* [Point-per-instance localization data]:
· · · ·
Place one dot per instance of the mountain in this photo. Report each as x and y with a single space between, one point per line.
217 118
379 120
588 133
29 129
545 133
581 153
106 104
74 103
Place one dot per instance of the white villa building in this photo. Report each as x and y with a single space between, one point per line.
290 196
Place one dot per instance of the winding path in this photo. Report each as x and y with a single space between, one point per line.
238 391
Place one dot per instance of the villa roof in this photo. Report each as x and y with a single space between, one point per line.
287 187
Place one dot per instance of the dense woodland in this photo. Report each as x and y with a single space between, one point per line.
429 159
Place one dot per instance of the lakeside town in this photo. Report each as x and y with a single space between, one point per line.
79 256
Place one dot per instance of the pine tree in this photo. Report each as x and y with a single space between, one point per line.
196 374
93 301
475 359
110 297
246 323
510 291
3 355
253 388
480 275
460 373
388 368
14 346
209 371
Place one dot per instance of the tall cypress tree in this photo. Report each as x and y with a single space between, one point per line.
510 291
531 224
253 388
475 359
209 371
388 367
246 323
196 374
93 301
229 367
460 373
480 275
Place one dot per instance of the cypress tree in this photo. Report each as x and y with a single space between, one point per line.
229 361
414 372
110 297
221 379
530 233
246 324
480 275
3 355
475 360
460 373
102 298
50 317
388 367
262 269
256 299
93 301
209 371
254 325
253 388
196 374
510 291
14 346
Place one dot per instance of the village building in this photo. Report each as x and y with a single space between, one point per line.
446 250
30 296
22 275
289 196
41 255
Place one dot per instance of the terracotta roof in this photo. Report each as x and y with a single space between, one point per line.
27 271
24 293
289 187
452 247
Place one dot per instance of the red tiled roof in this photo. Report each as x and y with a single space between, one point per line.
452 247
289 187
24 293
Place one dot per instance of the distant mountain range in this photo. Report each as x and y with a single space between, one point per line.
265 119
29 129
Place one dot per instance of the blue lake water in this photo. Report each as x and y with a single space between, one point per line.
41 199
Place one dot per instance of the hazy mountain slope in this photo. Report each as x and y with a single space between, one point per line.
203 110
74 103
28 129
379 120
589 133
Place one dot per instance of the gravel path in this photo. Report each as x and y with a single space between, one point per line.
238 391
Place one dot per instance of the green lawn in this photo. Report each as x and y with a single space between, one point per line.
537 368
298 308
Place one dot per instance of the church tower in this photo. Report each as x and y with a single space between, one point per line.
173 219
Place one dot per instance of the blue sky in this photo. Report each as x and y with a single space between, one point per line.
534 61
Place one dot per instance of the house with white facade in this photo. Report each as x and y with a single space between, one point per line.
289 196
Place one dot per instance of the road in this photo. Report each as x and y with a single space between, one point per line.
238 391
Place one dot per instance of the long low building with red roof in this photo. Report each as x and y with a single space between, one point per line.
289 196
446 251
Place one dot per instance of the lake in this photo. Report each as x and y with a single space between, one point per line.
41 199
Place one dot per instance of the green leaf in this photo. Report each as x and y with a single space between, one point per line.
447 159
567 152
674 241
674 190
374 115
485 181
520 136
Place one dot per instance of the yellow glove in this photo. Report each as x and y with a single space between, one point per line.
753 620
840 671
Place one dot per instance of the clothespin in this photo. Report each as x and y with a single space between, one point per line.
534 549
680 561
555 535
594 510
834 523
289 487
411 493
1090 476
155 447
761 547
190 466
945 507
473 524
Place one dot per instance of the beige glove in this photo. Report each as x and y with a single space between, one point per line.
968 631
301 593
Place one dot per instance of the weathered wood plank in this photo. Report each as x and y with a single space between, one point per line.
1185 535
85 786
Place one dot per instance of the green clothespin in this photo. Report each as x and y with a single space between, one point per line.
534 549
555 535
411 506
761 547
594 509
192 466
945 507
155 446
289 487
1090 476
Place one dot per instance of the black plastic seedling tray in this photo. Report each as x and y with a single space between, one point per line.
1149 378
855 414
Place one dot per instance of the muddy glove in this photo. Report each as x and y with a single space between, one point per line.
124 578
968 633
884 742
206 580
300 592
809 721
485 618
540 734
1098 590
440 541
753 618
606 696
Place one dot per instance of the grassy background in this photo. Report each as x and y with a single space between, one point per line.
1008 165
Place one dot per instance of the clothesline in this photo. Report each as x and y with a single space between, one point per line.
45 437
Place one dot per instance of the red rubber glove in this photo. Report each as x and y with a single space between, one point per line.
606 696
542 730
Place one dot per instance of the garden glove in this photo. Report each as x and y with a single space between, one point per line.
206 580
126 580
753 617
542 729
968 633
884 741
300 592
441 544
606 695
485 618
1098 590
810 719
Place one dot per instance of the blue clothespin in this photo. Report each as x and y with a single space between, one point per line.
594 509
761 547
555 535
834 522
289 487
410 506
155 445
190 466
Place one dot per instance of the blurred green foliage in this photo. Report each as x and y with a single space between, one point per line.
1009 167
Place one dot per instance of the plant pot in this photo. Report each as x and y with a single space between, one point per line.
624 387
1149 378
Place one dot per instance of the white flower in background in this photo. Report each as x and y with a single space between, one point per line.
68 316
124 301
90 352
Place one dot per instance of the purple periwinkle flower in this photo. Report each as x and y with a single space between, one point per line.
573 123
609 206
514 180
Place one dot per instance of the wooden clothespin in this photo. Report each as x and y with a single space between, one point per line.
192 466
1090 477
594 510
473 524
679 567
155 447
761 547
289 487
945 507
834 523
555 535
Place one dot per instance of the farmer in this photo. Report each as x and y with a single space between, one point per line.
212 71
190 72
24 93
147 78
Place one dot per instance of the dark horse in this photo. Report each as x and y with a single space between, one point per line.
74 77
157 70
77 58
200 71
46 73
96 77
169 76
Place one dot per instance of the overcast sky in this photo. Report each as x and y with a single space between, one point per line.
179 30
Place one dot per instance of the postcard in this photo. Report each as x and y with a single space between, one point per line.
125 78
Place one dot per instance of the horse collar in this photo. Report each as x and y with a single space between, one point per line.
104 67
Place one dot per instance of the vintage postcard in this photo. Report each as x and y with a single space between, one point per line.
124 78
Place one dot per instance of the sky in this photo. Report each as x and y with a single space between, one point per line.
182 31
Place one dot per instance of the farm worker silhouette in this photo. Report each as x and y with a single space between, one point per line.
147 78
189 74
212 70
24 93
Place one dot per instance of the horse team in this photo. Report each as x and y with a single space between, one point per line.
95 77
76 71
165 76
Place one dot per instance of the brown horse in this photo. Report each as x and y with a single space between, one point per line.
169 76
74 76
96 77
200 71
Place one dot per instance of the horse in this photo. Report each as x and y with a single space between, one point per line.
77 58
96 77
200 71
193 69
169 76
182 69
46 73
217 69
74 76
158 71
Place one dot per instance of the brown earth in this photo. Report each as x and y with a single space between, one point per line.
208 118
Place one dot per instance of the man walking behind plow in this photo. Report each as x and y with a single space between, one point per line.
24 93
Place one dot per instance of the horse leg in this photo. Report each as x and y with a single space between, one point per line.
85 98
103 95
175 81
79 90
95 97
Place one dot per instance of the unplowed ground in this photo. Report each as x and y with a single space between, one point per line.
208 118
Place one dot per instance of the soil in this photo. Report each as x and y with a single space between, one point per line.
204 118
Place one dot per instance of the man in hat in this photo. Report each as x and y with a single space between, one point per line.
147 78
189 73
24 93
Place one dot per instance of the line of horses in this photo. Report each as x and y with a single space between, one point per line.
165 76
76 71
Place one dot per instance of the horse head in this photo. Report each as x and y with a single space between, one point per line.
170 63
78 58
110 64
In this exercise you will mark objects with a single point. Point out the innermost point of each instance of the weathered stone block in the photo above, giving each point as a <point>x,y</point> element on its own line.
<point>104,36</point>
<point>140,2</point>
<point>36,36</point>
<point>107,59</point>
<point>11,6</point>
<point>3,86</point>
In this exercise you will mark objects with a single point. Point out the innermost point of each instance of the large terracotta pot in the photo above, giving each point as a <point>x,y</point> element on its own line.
· · · ·
* [Your assignment]:
Reproduce each record shown above without altering a single word.

* [Exercise answer]:
Place one dot per instance of the mountain in this photo. Report each as x and y with a single space between, one point per line.
217 118
379 120
588 133
29 129
545 133
581 153
106 104
74 103
Place one dot per instance of the white villa building in this photo. Report each as x and y with a single space between, one point per line.
290 196
Place one dot per instance of the winding path in this photo. Report each as x and y with a single space between, one point per line.
238 391
Place one dot per instance of the villa roof in this photo. Report each as x and y with a single space between, one point per line.
287 187
Place one dot per instance of the dense woodland in this photo. Report each as x and y with a single space between, one point per line.
429 159
Place one dot per instance of the lakeside town in this photo. Report each as x and y with a single space between, one point per line.
79 256
Place one dot per instance of the pine tree in this photo. Report each as x and y with a single space between, one point per line.
196 374
93 301
475 359
110 297
246 323
510 291
3 355
253 388
480 275
460 373
388 368
14 346
209 371
Place one dot per instance of the tall cypress tree in this photo. Report each as x and y with a single space between, one point per line.
510 291
531 224
253 388
475 359
209 371
388 367
246 323
196 374
93 301
229 367
460 373
480 275
Place one dot per instance of the cypress tree in this photo. Report each as x and y with a single space between, one point per line.
229 361
414 372
110 297
221 379
530 233
246 324
480 275
3 355
475 360
460 373
102 298
50 317
388 367
262 269
256 299
93 301
209 371
254 325
253 388
196 374
510 291
14 346
Place one dot per instance of the village building in this photo. Report each as x and y with a single space between, one point per line.
446 250
30 296
22 275
289 196
41 255
Place one dot per instance of the terracotta roof in this photo. Report each as x and y with a single space between, one point per line.
27 271
24 293
289 187
452 247
Place one dot per instance of the red tiled roof in this photo. Report each as x and y with a single space between, one point per line.
452 247
289 187
24 293
Place one dot per instance of the distant mountain range in this photo. Report each as x and y with a single space between, one point per line.
265 119
29 129
Place one dot per instance of the blue lake water in this photo. Report each as x and y with a single space between, one point per line.
41 199
Place one dot per instance of the hazy mountain slope in this photo. Report each as x and y with a single space between, one point per line.
203 110
74 103
28 129
379 120
589 133
Place one dot per instance of the gravel path in this photo. Report each as x and y with a single space between, one point per line.
238 391
Place one dot per instance of the green lawn in this photo. Report each as x and y with a single space between, one point per line.
537 368
298 308
Place one dot per instance of the church tower in this photo. Report each as x and y with a single space between, one point per line.
173 219
Place one dot per instance of the blue sky in this photo. Report each as x and y with a single space between, one point per line.
534 61
Place one dot per instance of the house with white facade in this photo. Report each as x and y with a single space between, one point per line.
289 196
Place one dot per instance of the road in this photo. Report each as x and y with a single space between, one point per line.
238 391
Place one dot per instance of the long low building with red roof in this photo. Report each as x and y with a single space between, one point per line.
289 196
446 251
Place one dot per instance of the lake in this photo. Report each as x and y with a single space between, one point per line.
41 199
Place one dot per instance of the green leaf in this photo. Report each as x and y with a single space between, one point per line.
447 159
567 152
674 241
674 190
374 115
485 181
520 136
Place one dot per instance of the yellow glove in this photo. Report each as x and y with a single space between, one point per line.
753 620
840 671
Place one dot per instance of the clothespin in this photo. Report each as x and y with a single space between, one point per line.
534 549
680 561
555 535
594 510
834 523
289 487
411 493
1090 476
155 447
761 547
190 466
945 507
473 524
Place one dot per instance of the beige glove in this photo. Report each as x and y with a single space between, one point per line.
968 631
301 593
Place one dot per instance of the weathered wood plank in this photo. Report each as x and y with a single space between, one point per line.
1185 535
85 786
Place one dot per instance of the green clothespin in this photo. Report each as x and y with a single space between, one point per line.
534 549
555 535
411 506
761 547
594 509
192 466
945 507
155 446
289 487
1090 476
Place one dot per instance of the black plastic seedling tray in this photo. Report each as x and y with a single space between, one point per line.
1149 378
855 414
Place one dot per instance of the muddy glove in this photo. Report each as x and y with a single space between, one point per line.
124 578
968 633
884 742
206 580
300 592
809 721
485 618
540 734
1098 590
440 541
753 618
606 696
Place one dot per instance of the grassy background in this photo. Report each as x and y with a single space between, one point per line.
1008 165
Place one dot per instance of the clothesline in this photo. Report each as x and y with a single space between, one point per line.
45 437
Place one dot per instance of the red rubber glove in this photo. Report each as x and y with a single space between, one point per line.
606 696
542 730
Place one dot per instance of the garden glove in this photo. Report each as x and y with a single space between, one point per line.
206 580
126 580
753 617
542 729
968 633
884 741
300 592
441 544
606 695
485 618
1098 590
810 719
Place one dot per instance of the blue clothespin in this photo. Report each as x and y with a single space between, one point per line.
594 509
761 547
555 535
834 522
289 487
410 506
155 445
190 466
Place one dot per instance of the blurred green foliage in this photo. Report each as x and y with a single space between, one point per line.
1009 167
Place one dot per instance of the plant pot in this photo. Report each as x and y with a single space between, one point per line.
624 387
1149 378
Place one dot per instance of the white flower in background in this photo. Report each as x and y with a single space between, one point per line.
68 316
124 301
90 352
Place one dot per instance of the purple periwinkle flower in this photo. Report each as x and y with a single space between, one point per line.
573 123
609 206
514 180
Place one dot per instance of the wooden clothespin in this photo. Report each as x and y with a single space between, one point per line.
192 466
1090 477
594 510
473 524
679 567
155 447
761 547
289 487
945 507
834 523
555 535
Place one dot per instance of the farmer in this photo. Report each as x and y with a single space between, one point per line.
212 71
190 72
24 93
147 78
Place one dot per instance of the dark horse in this photo. Report each as x and y with a single space between, one point per line.
74 77
157 70
77 58
200 71
46 73
96 77
169 76
Place one dot per instance of the overcast sky in this photo. Report each as x and y with a single space between, one point per line.
179 30
Place one dot per instance of the postcard in this photo. Report each as x and y with a single space between, one point per line.
125 78
Place one dot per instance of the horse collar in this photo. Report each as x and y with a single space between, one point per line.
104 67
Place one dot per instance of the vintage postcard in this photo. Report each as x and y with a single space between, one point per line.
124 78
Place one dot per instance of the sky in this photo. Report each as x and y with a single space between, one point per line.
182 31
Place one dot per instance of the farm worker silhouette in this photo. Report each as x and y with a single space between, one point per line.
147 78
189 74
212 70
24 93
Place one dot per instance of the horse team in this photo. Report each as x and y with a single space between, one point per line.
95 77
76 71
165 76
Place one dot per instance of the brown horse in this photo. Report each as x and y with a single space between, one point per line.
169 76
74 76
96 77
200 71
Place one dot per instance of the horse in this photo. Report each as x and y with a single space between, one point per line.
77 58
96 77
200 71
193 69
169 76
182 69
46 73
217 69
74 76
158 71
Place one dot per instance of the brown earth in this photo. Report each as x and y with a single space between, one point per line.
208 118
Place one dot per instance of the man walking behind plow in this photo. Report each as x and y with a single space between, one point per line.
24 93
Place one dot per instance of the horse leg in this photo. Report each as x and y with a single space between, one point per line.
85 98
103 95
175 81
79 90
95 97
Place one dot per instance of the unplowed ground in this photo. Report each as x and y with a single space between, one point per line.
208 118
Place one dot per instance of the soil in this photo. Report each as x and y with a single space between, one point per line.
204 118
Place one dot per instance of the man in hat in this photo. Report each as x and y with a single space between, one point per line.
147 78
189 73
24 93
Place one dot per instance of the line of horses in this photo. Report each as x and y with a single space between, one point per line.
165 76
76 71
Place one dot per instance of the horse head in this photo. Report each as x and y with a single space between, one point per line.
170 63
78 58
110 64
In this exercise you will mark objects with a single point. Point out the innermost point of each instance of the weathered stone block in the photo above, giving each point as a <point>x,y</point> element on its own line.
<point>104,36</point>
<point>140,2</point>
<point>36,36</point>
<point>107,59</point>
<point>11,6</point>
<point>3,86</point>
In this exercise you will mark objects with a single point. Point out the innermost point of each instance of the large terracotta pot in the photo above, giving each point as a <point>x,y</point> element on its own line.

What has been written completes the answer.